(위치 표시 기록)
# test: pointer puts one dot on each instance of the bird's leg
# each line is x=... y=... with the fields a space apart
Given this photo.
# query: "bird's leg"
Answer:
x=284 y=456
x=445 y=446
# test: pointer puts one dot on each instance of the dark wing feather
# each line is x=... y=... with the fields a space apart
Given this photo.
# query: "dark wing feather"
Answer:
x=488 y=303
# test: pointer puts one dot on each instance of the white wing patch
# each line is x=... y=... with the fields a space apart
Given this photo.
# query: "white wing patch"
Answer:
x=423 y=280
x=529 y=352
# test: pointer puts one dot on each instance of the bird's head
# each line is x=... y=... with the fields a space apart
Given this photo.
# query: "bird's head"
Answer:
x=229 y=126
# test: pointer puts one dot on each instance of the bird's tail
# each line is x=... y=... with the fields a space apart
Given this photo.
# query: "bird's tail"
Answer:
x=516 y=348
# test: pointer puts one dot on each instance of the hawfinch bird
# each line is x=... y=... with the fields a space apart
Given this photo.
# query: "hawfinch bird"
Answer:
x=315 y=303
...
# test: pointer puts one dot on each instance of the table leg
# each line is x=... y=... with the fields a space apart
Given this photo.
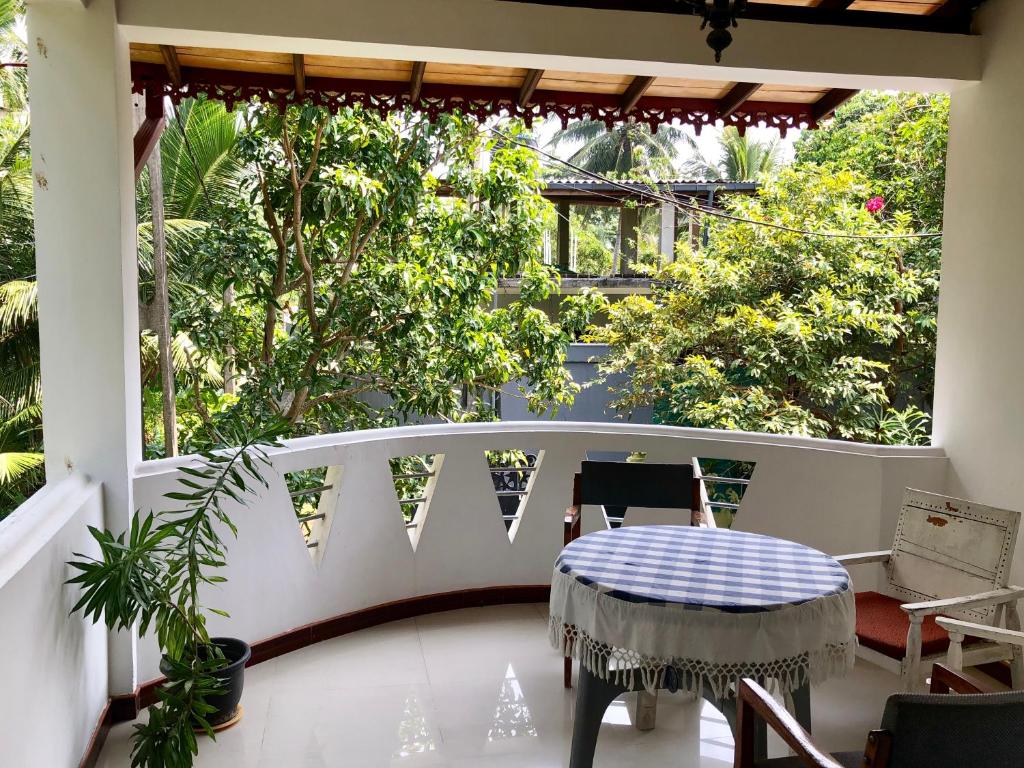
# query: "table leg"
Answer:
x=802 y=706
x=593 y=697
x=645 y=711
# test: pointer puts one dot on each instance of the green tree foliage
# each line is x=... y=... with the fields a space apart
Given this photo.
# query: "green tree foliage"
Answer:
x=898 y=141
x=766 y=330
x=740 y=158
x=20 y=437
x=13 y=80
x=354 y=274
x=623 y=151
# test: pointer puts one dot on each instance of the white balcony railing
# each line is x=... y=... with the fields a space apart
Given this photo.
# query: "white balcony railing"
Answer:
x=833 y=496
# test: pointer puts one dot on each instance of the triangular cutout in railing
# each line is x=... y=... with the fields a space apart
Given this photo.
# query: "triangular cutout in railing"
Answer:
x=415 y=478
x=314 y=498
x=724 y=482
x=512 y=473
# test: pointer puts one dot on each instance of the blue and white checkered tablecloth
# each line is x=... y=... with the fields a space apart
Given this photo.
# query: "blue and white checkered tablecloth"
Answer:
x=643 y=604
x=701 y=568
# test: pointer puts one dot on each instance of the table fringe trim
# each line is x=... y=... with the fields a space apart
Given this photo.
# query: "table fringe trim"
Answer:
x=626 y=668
--
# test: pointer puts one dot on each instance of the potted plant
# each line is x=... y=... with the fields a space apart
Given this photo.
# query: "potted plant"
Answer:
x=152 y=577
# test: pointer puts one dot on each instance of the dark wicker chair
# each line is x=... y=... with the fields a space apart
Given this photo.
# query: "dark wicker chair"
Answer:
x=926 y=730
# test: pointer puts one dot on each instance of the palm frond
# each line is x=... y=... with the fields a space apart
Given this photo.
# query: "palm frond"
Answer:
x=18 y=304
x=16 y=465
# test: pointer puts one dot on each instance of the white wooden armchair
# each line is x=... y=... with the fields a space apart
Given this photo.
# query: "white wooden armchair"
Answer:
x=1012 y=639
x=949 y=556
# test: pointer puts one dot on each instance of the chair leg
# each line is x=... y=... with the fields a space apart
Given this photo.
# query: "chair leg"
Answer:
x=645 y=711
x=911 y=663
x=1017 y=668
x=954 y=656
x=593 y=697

**과제 내용**:
"the blue and white checkered tablecloth"라는 말이 든 줄부터 "x=626 y=668"라는 말이 든 줄까지만 다시 적어 주세요. 그 안의 "tablecloth" 자리에는 "table cover"라고 바꿔 넣고 나머지는 그대로 두세요.

**전체 답**:
# test: pointer puts one dot on each instance of the blue and white checkered table cover
# each line is x=... y=... with the fields a space apart
Given this photo.
# query: "blue and white checkered table cover"
Answer:
x=643 y=604
x=701 y=568
# test: pointer puts one dot on each instance of the table fringe trim
# each line is x=... y=... with the fields a space apart
Given this photo.
# query: "table fringe trim"
Answer:
x=626 y=668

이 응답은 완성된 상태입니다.